▶ _ACTION ITEM_: Print nothing but the lines below starting at the line that holds "Target: dark tugboat" and ending at the line that holds "One point per instance, each like (1161, 698).", including both, each exactly as written.

▶ _RECORDS TO PROCESS_:
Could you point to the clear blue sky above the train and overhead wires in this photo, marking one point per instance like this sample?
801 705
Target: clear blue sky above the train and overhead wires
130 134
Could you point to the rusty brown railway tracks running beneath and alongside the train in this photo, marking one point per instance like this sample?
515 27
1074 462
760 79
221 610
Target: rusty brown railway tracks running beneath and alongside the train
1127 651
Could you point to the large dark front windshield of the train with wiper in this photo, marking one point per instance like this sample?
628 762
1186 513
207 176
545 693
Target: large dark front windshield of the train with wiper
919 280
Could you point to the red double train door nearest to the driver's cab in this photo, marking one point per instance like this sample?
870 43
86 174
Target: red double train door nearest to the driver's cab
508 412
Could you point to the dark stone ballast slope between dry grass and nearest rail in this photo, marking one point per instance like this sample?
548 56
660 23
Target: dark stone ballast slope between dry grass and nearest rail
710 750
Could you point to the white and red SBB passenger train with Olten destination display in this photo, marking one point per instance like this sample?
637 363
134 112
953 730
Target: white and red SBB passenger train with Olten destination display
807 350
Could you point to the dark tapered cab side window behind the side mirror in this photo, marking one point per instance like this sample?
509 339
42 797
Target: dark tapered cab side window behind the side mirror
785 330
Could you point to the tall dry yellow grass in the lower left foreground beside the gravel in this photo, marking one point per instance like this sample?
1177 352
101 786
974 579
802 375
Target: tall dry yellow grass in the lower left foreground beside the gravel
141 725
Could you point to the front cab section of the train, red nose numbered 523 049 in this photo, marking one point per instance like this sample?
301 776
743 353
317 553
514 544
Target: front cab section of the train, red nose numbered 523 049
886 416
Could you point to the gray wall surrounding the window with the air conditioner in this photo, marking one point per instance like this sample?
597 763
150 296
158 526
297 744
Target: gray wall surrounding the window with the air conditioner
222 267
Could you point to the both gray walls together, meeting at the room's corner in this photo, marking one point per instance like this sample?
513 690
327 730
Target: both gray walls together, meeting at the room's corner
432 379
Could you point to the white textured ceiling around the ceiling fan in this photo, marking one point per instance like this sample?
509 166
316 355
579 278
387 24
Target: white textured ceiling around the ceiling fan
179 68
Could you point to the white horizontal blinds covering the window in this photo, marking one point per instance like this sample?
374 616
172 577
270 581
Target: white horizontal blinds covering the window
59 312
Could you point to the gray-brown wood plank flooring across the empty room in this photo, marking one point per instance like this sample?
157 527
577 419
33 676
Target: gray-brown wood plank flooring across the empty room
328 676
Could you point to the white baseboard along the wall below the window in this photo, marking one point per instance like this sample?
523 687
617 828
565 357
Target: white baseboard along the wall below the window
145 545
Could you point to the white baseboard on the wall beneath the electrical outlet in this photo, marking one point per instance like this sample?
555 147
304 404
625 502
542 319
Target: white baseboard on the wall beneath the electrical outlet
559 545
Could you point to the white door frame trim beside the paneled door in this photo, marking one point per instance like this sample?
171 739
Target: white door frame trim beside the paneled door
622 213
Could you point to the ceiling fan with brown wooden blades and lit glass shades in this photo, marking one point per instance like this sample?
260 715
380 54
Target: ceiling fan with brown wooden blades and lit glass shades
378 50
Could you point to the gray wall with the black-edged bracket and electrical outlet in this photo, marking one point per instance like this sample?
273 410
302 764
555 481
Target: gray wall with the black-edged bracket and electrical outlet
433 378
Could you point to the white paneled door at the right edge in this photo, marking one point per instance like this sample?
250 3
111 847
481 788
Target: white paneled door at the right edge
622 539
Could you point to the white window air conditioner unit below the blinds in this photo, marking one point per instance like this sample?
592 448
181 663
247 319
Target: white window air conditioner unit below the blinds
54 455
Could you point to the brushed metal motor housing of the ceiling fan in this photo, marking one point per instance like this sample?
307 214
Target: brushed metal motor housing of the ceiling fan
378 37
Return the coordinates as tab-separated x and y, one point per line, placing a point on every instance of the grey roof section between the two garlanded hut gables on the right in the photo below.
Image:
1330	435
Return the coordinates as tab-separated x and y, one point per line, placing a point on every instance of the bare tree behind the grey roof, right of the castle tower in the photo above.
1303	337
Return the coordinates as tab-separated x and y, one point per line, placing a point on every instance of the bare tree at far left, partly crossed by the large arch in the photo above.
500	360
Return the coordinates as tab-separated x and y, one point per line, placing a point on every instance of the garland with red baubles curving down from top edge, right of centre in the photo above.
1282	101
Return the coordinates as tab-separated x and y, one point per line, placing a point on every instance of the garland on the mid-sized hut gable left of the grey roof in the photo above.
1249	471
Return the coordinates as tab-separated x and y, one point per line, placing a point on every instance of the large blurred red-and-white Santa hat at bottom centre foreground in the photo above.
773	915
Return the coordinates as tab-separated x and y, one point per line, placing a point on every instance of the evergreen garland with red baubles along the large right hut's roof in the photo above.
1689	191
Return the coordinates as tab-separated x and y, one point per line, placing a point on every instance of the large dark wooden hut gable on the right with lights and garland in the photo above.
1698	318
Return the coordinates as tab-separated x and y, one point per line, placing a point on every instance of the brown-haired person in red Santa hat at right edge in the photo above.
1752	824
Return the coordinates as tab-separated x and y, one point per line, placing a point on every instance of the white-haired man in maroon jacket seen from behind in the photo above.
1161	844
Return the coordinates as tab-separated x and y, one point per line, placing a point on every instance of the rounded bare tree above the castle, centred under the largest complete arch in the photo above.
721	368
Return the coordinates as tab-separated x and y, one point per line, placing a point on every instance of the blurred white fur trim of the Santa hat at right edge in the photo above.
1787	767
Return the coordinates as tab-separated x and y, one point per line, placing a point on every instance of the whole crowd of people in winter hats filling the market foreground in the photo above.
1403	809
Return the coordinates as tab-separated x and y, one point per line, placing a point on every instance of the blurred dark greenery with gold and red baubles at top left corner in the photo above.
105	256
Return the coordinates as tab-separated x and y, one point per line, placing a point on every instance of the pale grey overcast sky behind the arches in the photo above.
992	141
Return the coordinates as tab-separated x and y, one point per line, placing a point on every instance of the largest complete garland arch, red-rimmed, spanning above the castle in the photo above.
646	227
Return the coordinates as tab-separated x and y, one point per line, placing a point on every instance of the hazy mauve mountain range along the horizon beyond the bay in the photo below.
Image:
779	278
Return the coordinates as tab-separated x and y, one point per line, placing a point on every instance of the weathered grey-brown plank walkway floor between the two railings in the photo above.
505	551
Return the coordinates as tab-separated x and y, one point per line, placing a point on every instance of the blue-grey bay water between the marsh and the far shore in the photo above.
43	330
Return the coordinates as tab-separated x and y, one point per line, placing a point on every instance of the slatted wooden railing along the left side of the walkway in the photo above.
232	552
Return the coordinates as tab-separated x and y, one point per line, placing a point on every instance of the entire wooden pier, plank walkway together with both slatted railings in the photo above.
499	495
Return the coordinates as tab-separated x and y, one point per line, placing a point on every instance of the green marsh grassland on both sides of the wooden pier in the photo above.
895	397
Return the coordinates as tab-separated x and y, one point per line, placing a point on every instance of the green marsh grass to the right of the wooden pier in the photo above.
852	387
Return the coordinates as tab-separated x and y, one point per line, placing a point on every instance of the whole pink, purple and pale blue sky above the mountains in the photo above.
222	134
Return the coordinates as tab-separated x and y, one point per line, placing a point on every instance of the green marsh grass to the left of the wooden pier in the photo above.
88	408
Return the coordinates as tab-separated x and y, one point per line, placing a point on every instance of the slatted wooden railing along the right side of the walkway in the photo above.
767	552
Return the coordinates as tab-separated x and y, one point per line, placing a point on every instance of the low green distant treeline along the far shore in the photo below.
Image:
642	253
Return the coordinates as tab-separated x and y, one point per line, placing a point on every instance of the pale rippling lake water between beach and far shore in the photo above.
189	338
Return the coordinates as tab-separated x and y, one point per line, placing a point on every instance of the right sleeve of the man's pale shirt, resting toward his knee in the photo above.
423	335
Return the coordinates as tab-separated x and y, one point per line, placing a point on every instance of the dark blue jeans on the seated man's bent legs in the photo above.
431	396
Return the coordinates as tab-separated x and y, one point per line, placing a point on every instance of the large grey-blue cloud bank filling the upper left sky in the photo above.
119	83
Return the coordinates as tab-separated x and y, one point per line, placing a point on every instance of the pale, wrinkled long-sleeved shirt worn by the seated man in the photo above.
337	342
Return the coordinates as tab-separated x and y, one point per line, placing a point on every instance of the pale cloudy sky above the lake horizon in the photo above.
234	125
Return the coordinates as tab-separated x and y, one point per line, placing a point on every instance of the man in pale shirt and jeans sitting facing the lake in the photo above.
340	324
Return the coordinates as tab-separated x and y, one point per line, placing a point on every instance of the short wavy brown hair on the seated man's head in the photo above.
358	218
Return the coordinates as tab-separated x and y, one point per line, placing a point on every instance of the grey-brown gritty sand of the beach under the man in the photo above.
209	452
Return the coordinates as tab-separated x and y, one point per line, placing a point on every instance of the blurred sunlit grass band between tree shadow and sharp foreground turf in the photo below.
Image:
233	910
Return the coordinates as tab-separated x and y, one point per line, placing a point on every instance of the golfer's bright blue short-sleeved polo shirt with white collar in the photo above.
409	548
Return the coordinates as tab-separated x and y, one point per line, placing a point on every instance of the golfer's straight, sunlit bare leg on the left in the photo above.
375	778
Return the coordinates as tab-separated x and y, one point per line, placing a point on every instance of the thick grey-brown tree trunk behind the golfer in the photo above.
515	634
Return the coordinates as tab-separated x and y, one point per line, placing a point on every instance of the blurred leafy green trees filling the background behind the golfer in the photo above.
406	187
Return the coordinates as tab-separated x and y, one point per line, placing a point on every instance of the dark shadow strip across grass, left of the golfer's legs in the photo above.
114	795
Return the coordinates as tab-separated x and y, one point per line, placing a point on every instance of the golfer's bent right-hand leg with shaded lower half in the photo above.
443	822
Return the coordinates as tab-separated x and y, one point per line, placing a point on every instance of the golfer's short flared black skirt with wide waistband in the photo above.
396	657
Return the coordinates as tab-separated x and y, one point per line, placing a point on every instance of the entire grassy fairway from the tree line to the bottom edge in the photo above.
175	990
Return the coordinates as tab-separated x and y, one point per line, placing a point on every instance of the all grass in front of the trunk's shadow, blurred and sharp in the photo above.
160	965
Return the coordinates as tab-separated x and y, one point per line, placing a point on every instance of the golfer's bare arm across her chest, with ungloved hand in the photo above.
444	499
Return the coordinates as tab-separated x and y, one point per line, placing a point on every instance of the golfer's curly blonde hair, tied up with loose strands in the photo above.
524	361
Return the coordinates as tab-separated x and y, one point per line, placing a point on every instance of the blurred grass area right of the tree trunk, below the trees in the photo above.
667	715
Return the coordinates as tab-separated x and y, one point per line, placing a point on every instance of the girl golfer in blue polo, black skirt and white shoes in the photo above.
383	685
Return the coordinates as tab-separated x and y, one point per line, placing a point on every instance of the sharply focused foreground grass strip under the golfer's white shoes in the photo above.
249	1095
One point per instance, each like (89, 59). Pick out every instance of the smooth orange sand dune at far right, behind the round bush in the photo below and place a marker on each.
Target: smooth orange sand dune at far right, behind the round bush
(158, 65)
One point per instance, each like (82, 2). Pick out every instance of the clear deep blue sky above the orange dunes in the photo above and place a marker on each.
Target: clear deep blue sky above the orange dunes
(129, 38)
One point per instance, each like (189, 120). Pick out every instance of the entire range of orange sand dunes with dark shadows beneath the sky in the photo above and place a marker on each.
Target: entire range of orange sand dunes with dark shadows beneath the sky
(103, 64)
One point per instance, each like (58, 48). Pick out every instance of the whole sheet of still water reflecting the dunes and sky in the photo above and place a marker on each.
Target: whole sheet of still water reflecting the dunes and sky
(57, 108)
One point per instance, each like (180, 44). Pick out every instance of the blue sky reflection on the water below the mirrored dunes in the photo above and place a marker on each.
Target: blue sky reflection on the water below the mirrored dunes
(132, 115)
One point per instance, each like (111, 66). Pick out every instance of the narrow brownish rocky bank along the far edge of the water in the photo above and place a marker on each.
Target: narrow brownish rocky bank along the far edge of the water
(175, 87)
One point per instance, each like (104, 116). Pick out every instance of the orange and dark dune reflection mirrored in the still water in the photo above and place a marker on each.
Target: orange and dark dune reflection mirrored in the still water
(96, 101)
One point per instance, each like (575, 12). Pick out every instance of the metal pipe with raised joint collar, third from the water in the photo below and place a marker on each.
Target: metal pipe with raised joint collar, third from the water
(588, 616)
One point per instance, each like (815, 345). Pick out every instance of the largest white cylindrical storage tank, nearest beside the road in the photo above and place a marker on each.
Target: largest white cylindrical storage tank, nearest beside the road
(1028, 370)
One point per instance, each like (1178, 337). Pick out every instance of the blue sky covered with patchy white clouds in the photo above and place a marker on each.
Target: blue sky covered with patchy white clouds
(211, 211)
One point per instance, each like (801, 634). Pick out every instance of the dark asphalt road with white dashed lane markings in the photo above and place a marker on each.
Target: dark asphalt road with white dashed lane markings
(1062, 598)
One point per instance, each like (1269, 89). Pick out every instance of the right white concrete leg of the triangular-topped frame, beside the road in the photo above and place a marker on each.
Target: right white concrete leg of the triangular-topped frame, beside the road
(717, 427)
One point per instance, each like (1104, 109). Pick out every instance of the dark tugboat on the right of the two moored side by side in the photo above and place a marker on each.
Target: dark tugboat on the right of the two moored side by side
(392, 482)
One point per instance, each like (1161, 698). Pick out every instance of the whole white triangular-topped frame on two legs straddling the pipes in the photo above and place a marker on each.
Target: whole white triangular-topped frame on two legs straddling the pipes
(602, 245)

▶ _RESULT FOR THIS TASK_:
Target: dark tugboat on the right of the two moored side by side
(392, 482)
One point per instance, each like (1161, 698). Pick out every instance of the whole white triangular-topped frame on two legs straddling the pipes in the photo above and place a marker on each.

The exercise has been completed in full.